Brief: Scale the material below from the line containing "of the flint" through the end of the material, inclusive, and reproduce only those lines, requests included. Multiply every coordinate in the answers by 1.5 and round to whole numbers, with halves rounding up.

Data for the task:
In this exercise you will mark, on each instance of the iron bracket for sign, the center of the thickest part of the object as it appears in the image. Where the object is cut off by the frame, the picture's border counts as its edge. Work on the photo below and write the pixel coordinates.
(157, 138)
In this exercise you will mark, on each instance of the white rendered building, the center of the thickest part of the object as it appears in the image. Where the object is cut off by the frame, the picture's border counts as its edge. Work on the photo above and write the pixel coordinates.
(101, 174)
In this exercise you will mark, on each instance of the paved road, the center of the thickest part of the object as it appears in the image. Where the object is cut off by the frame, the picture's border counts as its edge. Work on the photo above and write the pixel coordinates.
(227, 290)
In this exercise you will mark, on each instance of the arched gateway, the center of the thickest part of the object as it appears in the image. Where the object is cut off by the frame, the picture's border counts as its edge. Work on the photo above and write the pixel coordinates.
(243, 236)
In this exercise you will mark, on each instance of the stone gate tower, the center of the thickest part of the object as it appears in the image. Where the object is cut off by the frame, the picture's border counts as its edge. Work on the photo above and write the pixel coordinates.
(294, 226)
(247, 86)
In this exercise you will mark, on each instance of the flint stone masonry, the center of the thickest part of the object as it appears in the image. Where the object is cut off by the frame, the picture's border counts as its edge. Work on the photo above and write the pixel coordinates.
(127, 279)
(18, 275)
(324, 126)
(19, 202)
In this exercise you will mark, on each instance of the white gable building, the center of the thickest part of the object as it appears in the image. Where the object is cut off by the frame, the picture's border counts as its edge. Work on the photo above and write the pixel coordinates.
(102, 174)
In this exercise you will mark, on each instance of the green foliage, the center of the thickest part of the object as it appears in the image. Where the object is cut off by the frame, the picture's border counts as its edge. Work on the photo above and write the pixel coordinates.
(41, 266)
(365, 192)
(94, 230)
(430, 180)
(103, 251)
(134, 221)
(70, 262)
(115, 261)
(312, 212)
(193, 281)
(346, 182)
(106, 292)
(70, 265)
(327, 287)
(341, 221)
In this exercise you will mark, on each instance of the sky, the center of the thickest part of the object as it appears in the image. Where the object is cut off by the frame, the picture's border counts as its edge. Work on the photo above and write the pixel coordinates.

Task response:
In this exercise you will mark, on each instance of the flint stone masonry, the center of the thickest part of the object as it appears in the image. Where the object is cut off by the frame, the picture's border counts as its edge. Work on the photo above and write the pixel coordinates.
(191, 419)
(27, 413)
(486, 189)
(29, 303)
In this exercise you will mark, on each instance of the white gable building, the center of the thickest part of the object as it appears in the image. Where the object is cut off by the frame, the picture's border counts as its edge. Work on the photo above and write the pixel coordinates.
(153, 261)
In this exercise you will mark, on each instance of the green foliage, the center of the thickest part of the object as it appears in the image. Where the object is cut off by the frame, the picture's border counts as its edge. Work on the photo above and write the pixel coordinates.
(62, 399)
(548, 288)
(141, 345)
(645, 270)
(155, 377)
(201, 332)
(105, 393)
(173, 392)
(468, 318)
(290, 422)
(519, 273)
(159, 438)
(105, 398)
(491, 431)
(512, 332)
In this exercise you will mark, on each instance of the sky, the center of the thickest part of the object as it appears in the image. Where the object is cut off by the frame, the picture's border counts as its edge. Work on the photo above and write the pixel coordinates.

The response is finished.